▸ TASK 1
In the text passage below, in what year did David Humphreys graduate from Yale?

▸ TEXT PASSAGE
>>>>
The almost general mediocrity of fortune that prevails in America obliging its people to follow some business for subsistence, those vices that arise usually from idleness, are in a great measure prevented. Industry and constant employment are great preservatives of the morals and virtue of a nation. Hence bad examples to youth are more rare in America, which must be a comfortable consideration to parents. To this may be truly added, that serious religion under its various denominations, is not only tolerated, but respected and practised. Atheism is unknown there, infidelity rare and secret, so that persons may live to a great age in that country without having their piety shocked by meeting with either an atheist, or an infidel. And the Divine Being seems to have manifested his approbation of the mutual forbearance and kindness with which the different sects treat each other, by the remarkable prosperity with which he has been pleased to favor the whole country.
Benjamin Franklin, The Posthumous and Other Writings of Benjamin Franklin, vol. 1, 2nd ed. (London: Henry Colburn, 1819).
3. FROM “THE HAPPINESS OF AMERICA”
BY DAVID HUMPHREYS (1786)
American poet and author David Humphreys (1753–1818) was a 1771 Yale graduate who served as both aide-de-camp and friend to General Washington. His patriotic poems celebrate liberty and democracy and the boundless belief in the possibilities of America and its divine mission.
Thrice happy race! how blest were freedom’s heirs,
Blest if they knew what happiness is theirs,
Blest if they knew to them alone ’t is given
To know no sov’reign but the law and Heaven!
That law for them and Albion’s realms alone
On sacred justice elevates her throne,
Regards the poor, the fatherless protects,
The widow shields, the proud oppressor checks.
Blest if they knew beneath umbrageous trees
To prize the joys of innocence and ease,
Of peace, of health, of temp’rance, toil, and rest,
And the calm sun-shine of the conscious breast.
For them the spring his annual task resumes,
Invests in verdure and adorns in blooms
Earth’s parent lap and all her wanton bow’rs
In foliage fair with aromatic flow’rs.
Their fanning wings the zephyrs gently play,
And winnow blossoms from each floating spray;
In bursting buds the embryo fruits appear,
The hope and glory of the rip’ning year.
The mead that courts the scythe, the pastur’d vale,
And garden’d lawn their breathing sweets exhale;
On balmy winds a cloud of fragrance moves,
And floats the odours of a thousand groves;
For them young summer sheds a brighter day,
Matures the germe with his prolific ray,
With prospects cheers, demands more stubborn toil,
And pays their efforts from the grateful soil:
The lofty maize its ears luxurient yields,
The yellow harvests gild the laughing fields,
Extend o’er all th’ interminable plain,
And wave in grandeur like the boundless main.
For them the flock o’er green savannas feeds,
For them high-prancing bound the playful steeds,
For them the heifers graze sequester’d dales,
Or pour white nectar in the brimming pails.
To them, what time the hoary frosts draw near,
Ripe autumn brings the labours of the year.
To nature’s sons how fair th’ autumnal even,
The fading landscape and impurpled heaven,
As from their fields they take their homeward way,
And turn to catch the sun’s departing ray! . . .
The cattle fed, the fuel pil’d within,
At setting day the blissful hours begin:
’T is then, sole owner of his little cot,
The farmer feels his independent lot,
Hears with the crackling blaze that lights the wall
The voice of gladness and of nature call,
Beholds his children play, their mother smile,
And tastes with them the fruit of summer’s toil.
Walter C. Bronson, ed., American Poems (1625–1892) (Chicago: University of Chicago Press, 1912).
<<<<
▸ MATERIAL FOR THE TASK
>>>>
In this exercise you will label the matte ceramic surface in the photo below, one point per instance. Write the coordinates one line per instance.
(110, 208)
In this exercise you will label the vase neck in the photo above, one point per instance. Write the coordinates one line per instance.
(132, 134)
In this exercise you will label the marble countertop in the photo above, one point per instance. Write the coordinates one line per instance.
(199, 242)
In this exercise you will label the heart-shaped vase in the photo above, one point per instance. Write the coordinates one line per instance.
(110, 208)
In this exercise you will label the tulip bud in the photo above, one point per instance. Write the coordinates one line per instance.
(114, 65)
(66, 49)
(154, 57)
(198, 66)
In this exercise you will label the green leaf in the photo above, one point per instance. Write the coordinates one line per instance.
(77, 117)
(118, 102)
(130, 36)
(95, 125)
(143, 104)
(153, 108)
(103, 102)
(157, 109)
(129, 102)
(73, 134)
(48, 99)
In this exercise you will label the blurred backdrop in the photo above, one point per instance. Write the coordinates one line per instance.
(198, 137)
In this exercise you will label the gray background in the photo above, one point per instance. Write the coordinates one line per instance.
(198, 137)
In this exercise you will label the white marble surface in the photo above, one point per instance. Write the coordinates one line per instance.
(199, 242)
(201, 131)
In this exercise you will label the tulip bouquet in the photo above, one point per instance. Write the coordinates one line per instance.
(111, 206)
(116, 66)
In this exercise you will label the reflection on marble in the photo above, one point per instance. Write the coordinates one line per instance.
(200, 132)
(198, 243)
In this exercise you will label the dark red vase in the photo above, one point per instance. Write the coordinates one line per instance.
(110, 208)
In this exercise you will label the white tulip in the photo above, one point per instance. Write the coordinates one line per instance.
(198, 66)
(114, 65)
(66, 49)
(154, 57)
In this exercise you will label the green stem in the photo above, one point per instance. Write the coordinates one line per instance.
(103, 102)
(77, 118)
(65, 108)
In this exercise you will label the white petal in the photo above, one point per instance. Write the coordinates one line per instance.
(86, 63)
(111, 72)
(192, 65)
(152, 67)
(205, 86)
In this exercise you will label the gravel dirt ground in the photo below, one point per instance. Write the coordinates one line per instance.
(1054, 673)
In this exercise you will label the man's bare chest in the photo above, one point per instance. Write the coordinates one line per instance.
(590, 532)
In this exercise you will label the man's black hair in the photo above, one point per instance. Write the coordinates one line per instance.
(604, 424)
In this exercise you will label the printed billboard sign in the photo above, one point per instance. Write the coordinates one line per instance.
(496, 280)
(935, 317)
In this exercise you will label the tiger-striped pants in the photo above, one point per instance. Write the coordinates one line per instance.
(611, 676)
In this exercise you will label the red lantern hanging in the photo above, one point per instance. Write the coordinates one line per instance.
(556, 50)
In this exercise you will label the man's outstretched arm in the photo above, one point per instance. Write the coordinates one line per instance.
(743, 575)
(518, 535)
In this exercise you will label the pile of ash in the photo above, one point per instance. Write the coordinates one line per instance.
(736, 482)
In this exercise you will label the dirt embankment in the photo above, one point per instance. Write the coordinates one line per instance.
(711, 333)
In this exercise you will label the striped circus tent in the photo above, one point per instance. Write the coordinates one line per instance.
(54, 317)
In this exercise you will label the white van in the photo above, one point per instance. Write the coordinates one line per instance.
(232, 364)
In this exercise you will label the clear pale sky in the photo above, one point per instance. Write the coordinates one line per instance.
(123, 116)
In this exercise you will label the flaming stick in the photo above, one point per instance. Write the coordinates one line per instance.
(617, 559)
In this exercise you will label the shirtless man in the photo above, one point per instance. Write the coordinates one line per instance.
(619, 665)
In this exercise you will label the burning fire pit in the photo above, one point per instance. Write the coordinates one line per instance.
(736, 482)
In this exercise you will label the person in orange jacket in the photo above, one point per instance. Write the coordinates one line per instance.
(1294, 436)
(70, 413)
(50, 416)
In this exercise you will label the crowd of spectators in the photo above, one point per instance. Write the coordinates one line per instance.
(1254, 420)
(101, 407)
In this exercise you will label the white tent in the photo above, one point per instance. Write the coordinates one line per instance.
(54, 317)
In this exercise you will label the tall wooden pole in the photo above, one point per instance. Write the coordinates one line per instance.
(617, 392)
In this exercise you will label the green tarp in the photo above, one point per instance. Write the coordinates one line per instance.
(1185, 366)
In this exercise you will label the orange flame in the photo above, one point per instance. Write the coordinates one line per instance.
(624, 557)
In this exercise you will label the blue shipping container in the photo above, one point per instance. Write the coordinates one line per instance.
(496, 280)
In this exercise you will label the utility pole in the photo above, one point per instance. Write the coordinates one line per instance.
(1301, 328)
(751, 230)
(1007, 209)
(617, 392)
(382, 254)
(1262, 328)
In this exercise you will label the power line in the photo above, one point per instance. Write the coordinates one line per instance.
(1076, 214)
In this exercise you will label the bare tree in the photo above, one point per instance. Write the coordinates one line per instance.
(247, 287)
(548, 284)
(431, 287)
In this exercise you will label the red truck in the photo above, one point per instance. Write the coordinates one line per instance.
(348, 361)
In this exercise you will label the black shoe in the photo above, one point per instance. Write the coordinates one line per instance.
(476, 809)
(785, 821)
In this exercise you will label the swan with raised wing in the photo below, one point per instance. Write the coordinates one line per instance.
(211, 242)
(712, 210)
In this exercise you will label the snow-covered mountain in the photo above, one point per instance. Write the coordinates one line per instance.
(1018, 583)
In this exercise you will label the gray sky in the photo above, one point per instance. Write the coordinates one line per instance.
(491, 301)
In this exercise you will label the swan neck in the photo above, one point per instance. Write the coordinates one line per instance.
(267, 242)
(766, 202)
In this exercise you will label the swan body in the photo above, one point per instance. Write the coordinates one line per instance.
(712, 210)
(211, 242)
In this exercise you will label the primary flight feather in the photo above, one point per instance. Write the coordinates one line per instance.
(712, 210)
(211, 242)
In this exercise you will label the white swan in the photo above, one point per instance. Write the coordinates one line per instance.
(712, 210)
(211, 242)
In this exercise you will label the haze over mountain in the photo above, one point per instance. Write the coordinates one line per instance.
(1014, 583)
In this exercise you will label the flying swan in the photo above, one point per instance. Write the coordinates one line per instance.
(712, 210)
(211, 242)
<<<<
▸ TASK 2
Copy word for word everything from the row containing "In this exercise you will label the white swan" down to the last of the rows above, including both.

▸ CORRECT ANSWER 1
1771

▸ CORRECT ANSWER 2
In this exercise you will label the white swan in the photo above, one point per instance. Write the coordinates one line per instance.
(712, 210)
(211, 242)
In this exercise you will label the haze over mountain in the photo above, one point per instance. Write the coordinates one line per instance.
(1014, 583)
In this exercise you will label the flying swan in the photo above, one point per instance. Write the coordinates one line per instance.
(712, 210)
(211, 242)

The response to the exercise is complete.